Dataset excerpt:
+++

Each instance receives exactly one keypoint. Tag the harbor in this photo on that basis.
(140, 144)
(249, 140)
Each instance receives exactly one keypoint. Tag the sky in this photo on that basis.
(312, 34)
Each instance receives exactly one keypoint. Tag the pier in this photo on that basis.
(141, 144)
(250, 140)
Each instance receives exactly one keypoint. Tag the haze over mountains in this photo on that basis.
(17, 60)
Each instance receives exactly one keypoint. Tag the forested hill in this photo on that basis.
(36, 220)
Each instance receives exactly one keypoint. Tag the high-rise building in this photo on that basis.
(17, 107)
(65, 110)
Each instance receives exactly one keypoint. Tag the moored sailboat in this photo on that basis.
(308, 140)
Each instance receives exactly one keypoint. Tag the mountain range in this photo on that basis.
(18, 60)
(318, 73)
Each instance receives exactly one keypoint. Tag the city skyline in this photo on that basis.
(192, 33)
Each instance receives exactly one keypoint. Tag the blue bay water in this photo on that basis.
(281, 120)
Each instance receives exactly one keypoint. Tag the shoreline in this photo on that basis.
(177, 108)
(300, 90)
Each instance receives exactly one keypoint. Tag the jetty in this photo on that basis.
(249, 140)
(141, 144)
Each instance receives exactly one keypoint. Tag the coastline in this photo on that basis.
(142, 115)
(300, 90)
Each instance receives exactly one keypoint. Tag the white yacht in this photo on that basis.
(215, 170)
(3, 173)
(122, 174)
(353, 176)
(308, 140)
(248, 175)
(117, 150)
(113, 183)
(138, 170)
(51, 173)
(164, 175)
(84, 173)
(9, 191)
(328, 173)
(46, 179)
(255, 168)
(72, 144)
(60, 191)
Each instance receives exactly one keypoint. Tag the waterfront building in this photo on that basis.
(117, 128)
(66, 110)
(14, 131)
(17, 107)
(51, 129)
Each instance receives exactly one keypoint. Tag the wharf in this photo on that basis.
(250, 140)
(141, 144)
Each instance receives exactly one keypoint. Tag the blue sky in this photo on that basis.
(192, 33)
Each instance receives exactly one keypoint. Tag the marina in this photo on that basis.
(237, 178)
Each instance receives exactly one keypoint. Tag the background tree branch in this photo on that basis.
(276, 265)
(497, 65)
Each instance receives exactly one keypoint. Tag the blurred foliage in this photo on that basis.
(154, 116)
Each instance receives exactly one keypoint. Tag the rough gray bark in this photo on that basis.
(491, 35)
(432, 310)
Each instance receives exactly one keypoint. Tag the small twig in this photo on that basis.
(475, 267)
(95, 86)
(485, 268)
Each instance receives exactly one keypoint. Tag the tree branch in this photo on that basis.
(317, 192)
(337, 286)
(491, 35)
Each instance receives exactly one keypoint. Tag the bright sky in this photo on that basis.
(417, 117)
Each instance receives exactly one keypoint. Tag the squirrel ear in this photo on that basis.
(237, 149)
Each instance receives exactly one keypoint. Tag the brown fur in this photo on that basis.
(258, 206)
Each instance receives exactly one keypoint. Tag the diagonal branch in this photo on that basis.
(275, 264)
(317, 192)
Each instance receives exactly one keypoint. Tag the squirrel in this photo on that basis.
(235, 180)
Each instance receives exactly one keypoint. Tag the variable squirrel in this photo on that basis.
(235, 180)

+++

Copy the lines of the records above without changes, from the line containing "Each instance receives exactly one keypoint. Tag the brown" through the end of the records.

Task answer:
Each instance receives exactly one keypoint. Tag the brown fur in this photo on that basis.
(258, 206)
Each instance receives exactly one keypoint. Tag the diagonal branch in this photo on that basis.
(275, 264)
(317, 192)
Each instance receives exactly one keypoint. Tag the squirrel in this photo on that basis.
(235, 180)
Each instance receives exactly one keypoint. Tag the variable squirrel in this photo on that basis.
(235, 180)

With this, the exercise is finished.